Records for this exercise:
--------------------------------------------------
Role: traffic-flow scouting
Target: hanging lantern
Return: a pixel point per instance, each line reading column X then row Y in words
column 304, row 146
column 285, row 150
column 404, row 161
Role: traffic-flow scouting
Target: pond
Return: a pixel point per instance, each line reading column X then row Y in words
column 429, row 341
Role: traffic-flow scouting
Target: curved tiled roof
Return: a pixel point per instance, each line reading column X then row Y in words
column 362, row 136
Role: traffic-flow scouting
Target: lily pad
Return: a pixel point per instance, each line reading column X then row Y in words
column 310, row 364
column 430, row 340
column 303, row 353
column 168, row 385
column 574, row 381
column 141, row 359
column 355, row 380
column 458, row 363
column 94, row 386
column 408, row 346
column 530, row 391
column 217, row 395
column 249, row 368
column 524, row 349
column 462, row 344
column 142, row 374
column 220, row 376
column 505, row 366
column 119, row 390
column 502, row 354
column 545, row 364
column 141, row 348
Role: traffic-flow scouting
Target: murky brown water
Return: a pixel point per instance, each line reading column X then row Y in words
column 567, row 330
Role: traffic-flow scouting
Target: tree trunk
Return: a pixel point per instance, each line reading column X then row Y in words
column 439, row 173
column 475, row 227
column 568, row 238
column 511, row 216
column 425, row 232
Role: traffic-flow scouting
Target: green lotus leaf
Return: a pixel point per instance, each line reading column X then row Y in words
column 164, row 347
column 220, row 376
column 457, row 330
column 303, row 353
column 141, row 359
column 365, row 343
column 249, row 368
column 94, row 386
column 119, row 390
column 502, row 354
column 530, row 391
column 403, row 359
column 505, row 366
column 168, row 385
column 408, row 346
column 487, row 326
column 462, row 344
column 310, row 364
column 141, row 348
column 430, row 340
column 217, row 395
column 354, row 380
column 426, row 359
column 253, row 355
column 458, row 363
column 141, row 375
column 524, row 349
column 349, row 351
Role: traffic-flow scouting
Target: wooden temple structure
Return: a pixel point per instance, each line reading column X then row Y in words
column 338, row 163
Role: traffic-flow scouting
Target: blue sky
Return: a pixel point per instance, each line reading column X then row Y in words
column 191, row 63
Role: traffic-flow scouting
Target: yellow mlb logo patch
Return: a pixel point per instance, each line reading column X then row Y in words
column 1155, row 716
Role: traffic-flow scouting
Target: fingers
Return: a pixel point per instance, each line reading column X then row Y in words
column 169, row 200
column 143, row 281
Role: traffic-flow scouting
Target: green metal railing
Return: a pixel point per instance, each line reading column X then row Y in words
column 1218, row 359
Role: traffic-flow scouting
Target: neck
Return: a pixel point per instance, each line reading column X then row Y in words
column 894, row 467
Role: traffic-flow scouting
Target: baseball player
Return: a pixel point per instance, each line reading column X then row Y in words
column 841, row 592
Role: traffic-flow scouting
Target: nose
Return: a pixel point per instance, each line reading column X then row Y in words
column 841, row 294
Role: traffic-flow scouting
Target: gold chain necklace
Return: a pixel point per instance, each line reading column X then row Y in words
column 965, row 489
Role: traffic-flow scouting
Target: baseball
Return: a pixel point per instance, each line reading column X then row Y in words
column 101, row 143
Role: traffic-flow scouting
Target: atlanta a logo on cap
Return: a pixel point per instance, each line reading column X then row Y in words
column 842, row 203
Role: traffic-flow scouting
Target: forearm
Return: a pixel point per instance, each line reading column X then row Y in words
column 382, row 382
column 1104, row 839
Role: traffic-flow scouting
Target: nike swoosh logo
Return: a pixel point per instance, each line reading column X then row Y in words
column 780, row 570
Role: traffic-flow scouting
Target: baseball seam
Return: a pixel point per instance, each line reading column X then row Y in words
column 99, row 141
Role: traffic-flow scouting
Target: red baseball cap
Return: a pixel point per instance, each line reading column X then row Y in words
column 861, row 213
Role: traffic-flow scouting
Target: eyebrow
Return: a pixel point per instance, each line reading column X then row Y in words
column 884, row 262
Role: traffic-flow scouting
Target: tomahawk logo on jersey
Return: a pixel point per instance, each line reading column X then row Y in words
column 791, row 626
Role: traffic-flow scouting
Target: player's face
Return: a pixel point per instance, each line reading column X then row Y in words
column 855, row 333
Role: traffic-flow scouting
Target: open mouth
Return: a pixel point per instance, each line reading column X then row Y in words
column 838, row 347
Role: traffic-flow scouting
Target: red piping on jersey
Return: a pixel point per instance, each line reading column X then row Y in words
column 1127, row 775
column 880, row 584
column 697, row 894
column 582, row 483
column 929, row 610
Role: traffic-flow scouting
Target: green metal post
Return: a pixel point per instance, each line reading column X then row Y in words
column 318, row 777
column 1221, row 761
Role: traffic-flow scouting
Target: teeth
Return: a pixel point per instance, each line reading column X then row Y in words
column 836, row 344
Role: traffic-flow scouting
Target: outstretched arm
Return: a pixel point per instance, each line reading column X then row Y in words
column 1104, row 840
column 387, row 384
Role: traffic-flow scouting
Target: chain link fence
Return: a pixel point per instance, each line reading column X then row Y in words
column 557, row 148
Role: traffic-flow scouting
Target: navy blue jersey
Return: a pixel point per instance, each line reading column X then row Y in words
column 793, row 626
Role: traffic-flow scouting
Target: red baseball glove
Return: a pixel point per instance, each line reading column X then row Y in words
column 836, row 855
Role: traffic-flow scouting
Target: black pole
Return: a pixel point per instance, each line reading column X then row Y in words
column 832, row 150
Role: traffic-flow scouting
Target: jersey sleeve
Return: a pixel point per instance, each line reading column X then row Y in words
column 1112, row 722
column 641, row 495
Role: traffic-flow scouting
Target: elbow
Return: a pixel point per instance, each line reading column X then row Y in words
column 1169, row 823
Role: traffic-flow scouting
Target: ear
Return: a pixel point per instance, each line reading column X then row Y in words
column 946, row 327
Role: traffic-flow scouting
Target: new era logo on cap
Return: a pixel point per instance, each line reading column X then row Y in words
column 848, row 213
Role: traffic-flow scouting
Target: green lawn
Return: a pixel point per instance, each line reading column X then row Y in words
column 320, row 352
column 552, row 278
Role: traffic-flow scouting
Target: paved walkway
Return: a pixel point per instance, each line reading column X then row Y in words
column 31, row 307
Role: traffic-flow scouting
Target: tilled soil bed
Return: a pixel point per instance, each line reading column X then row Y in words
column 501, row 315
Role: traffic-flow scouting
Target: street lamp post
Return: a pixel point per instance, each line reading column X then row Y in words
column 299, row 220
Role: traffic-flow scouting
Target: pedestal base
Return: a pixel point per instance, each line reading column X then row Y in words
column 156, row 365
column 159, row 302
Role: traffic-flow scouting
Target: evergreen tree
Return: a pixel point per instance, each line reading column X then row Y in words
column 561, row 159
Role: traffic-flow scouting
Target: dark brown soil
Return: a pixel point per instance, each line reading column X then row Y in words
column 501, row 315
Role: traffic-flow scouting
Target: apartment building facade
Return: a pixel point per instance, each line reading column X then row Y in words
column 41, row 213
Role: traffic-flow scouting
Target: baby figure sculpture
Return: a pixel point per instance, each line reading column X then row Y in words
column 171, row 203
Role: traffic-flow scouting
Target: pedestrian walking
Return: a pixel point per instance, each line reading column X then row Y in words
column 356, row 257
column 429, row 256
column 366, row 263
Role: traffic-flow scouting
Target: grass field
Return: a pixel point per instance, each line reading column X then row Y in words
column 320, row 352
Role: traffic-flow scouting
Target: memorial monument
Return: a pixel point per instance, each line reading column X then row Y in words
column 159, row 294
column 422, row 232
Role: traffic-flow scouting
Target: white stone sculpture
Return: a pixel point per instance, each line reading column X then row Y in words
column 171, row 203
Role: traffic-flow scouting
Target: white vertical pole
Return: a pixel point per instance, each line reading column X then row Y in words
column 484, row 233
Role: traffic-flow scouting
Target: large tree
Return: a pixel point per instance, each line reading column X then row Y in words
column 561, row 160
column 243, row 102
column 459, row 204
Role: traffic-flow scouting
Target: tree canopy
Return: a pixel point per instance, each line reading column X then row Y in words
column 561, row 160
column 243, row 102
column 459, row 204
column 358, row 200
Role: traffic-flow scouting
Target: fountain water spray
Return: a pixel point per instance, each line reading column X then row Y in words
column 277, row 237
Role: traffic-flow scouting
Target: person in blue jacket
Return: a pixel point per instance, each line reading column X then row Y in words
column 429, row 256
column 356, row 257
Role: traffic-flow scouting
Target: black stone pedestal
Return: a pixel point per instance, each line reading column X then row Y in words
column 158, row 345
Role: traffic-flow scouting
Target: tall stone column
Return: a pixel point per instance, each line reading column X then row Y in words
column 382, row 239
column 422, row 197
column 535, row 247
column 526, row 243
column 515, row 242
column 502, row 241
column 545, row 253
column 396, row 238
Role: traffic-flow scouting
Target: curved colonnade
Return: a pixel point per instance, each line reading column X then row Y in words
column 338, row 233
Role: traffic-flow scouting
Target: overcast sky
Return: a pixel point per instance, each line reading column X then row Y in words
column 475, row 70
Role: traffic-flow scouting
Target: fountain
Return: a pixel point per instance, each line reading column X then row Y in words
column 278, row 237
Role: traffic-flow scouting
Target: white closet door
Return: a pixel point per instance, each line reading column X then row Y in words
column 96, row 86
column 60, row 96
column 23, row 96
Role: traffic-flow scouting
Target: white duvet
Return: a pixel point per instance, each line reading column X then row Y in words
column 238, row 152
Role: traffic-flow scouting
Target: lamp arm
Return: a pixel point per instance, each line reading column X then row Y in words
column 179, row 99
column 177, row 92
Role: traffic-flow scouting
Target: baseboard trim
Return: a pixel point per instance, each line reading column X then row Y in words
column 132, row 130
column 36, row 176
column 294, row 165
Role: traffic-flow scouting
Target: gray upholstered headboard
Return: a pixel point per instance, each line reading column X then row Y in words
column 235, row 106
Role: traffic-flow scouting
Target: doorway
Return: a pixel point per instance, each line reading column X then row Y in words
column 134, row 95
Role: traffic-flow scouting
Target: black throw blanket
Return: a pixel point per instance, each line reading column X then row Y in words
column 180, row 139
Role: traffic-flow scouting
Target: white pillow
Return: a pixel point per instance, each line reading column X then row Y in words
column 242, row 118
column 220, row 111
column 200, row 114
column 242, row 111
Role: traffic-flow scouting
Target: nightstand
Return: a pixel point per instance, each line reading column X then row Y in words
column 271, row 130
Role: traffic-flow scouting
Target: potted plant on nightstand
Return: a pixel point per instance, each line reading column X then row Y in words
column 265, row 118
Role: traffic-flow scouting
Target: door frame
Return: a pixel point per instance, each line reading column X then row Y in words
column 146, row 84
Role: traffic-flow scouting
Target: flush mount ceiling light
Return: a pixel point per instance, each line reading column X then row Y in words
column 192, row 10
--------------------------------------------------
Work task:
Copy the lines above exactly, beginning at the line that has "Target: teeth" and stopping after the line that has "Target: ear", and omit the rest.

Your response:
Target: teeth
Return: a pixel point per instance, each line reading column X then row Y in words
column 836, row 344
Role: traffic-flow scouting
Target: outstretched arm
Return: a pixel point per instance, each line reading column X then row Y in words
column 1104, row 840
column 387, row 384
Role: traffic-flow scouting
Target: chain link fence
Return: a pixel point per instance, each line reading column X then row Y in words
column 557, row 148
Role: traffic-flow scouting
Target: navy blue jersey
Return: a pixel point per instance, each line reading column X then row Y in words
column 793, row 626
Role: traffic-flow scouting
Target: red baseball glove
Return: a pixel point per instance, each line reading column X then row Y in words
column 836, row 855
Role: traffic-flow scouting
Target: black pole
Return: a pixel point per instance, each line reading column X then row Y in words
column 832, row 150
Role: traffic-flow scouting
Target: jersey sleeve
Return: a pixel point per instance, each line reading column X then row Y in words
column 1112, row 722
column 641, row 495
Role: traffic-flow scouting
Target: elbow
Return: a pixel point per instance, each line reading column X then row Y in words
column 1169, row 823
Role: traffic-flow scouting
Target: ear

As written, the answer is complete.